··· Excerto selecionado ···

Sempre que um doente tem alta, vemos partir com ele um cortejo de familiares que estavam por ali, acantonados nas imediações, acompanhando-o pelo tempo que fosse necessário, à espera das melhoras...
(Gilé, Zambézia)

(...continuando a história que começou aqui...)

– Mas eles não sabem que a lepra tem cura?
– Claro que não! Para eles nem sequer é uma doença. Para eles é um castigo que vem dos antepassados.
– Começo a ficar cansada desta “tradição”!
– Então nós que já cá estamos há tantos anos… nem nos diga nada. Mas temos de os respeitar. Isto é uma outra religião completamente diferente. Não estamos aqui para impor nada, só queremos ajudar as pessoas.

– Outra religião? Mas os pais da Inês são católicos… ou não?
– Sim, são católicos. E praticantes. Mas isto é uma outra dimensão da espiritualidade. Uma outra dimensão que nós não temos. E que nem sequer compreendemos totalmente. Para os entendermos temos de perceber que cada família tem a sua religião. Cada família tem a sua história, os seus mortos e os seus ancestrais. Eles têm um Deus, que chamam de Muluku e a quem rezam na missa e em casa. Mas Deus para eles está muito longe. Nesta cultura quem os protege dos problemas do dia a dia não é Deus. Por mais que as tentemos fazer acreditar que sim, que Deus é amor e que vela por eles.
– Então porque é que rezam?
– Não sei muito bem, mas penso que rezam pela mesma razão que os meninos vão à escola. Porque têm esperança que um dia, num futuro longínquo, isso lhes vá trazer uma vida melhor. Mas para as coisas do dia a dia não contam com Deus.
– Então?
– Há intermediários entre Deus e as pessoas, que são os antepassados, os mortos da família. Cada família tem os seus antepassados. E por isso, cada família tem uma maneira de ver Muluku que é diferente das outras porque é influenciada pelo carácter dos seus defuntos e pela história da família. E por isso também compreendem que outras famílias tenham ideias diferentes e uma visão diferente do mundo. Acaba por ser uma espiritualidade muito tolerante nas diferenças e há muito respeito entre as pessoas…
– Isso é bonito…
– É muito bonito. É uma espiritualidade muito intensa e que dá um sentido muito forte de família e de união. Um sentido de continuidade e coerência entre as famílias. Nunca viu uma pessoa sozinha no hospital, pois não? Estão sempre muitas pessoas de família a acompanhá-la na doença.

··· Dados fornecidos ···

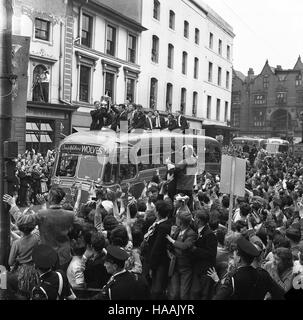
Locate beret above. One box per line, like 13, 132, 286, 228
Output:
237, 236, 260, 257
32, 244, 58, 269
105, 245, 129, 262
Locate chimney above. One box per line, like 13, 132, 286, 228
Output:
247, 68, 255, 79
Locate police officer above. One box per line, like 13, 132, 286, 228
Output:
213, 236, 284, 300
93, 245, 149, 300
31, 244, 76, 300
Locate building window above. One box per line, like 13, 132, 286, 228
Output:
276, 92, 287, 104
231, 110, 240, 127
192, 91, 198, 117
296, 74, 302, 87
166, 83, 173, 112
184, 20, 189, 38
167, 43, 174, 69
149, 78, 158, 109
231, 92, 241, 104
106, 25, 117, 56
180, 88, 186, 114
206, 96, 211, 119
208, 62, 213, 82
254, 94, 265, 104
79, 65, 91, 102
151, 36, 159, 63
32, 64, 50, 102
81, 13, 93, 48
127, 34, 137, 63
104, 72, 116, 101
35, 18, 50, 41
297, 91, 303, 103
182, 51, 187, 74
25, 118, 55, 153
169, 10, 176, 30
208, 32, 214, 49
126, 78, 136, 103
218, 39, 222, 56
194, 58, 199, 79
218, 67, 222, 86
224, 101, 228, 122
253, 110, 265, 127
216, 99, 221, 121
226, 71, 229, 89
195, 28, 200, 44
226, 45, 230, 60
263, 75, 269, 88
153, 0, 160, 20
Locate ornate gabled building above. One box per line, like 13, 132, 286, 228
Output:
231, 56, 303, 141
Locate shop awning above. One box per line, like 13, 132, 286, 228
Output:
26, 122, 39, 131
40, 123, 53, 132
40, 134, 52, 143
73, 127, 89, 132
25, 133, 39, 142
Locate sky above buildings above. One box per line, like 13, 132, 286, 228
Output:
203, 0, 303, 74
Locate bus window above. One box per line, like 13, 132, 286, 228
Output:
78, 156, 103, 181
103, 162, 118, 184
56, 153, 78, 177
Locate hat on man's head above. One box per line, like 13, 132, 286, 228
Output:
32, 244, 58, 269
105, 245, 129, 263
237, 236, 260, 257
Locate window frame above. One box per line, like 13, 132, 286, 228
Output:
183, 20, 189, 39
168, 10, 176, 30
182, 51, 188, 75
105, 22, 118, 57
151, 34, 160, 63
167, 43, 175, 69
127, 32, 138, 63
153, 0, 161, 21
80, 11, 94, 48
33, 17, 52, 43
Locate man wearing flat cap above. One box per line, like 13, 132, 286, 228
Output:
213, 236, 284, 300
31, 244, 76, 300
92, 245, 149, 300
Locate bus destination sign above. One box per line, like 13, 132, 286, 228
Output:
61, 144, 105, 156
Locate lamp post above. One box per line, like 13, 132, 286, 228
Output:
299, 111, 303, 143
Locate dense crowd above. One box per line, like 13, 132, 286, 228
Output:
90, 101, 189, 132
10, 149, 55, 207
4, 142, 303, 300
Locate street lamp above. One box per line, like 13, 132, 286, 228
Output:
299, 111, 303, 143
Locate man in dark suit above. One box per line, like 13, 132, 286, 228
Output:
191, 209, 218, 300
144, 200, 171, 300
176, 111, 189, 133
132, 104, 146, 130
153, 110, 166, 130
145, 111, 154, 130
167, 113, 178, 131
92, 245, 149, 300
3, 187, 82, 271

···
··· Dados fornecidos ···

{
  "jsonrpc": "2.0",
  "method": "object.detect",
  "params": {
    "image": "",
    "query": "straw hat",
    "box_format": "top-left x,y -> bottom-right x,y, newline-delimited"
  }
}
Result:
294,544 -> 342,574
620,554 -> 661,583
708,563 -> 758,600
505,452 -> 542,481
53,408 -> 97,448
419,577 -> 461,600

···

• [Tarefa A]: No excerto sobre a lepra na Zambézia, a frase que começa por "Cada família tem a sua história" enumera o que cada família tem. Indique todos esses elementos.
• [Tarefa B]: Devolva o trecho do excerto sobre a lepra na Zambézia entre "(Gilé, Zambézia)" e "ajudar as pessoas.", inclusive.
• [Tarefa C]: Diga se cada afirmação está de acordo com o excerto sobre a lepra na Zambézia. Responda sim ou não e cite as palavras do excerto que o decidem. (i) Os pais da Inês são católicos praticantes. (ii) Para eles, a lepra é uma doença que vem dos antepassados. (iii) Os intermediários entre Deus e as pessoas são os antepassados.

• [Resolução A]: a sua história; os seus mortos; os seus ancestrais

• [Resolução B]:
(Gilé, Zambézia)

(...continuando a história que começou aqui...)

– Mas eles não sabem que a lepra tem cura?
– Claro que não! Para eles nem sequer é uma doença. Para eles é um castigo que vem dos antepassados.
– Começo a ficar cansada desta “tradição”!
– Então nós que já cá estamos há tantos anos… nem nos diga nada. Mas temos de os respeitar. Isto é uma outra religião completamente diferente. Não estamos aqui para impor nada, só queremos ajudar as pessoas.

• [Resolução C]:
(i) Sim: "Sim, são católicos. E praticantes."
(ii) Não: "Para eles nem sequer é uma doença. Para eles é um castigo que vem dos antepassados."
(iii) Sim: "Há intermediários entre Deus e as pessoas, que são os antepassados, os mortos da família."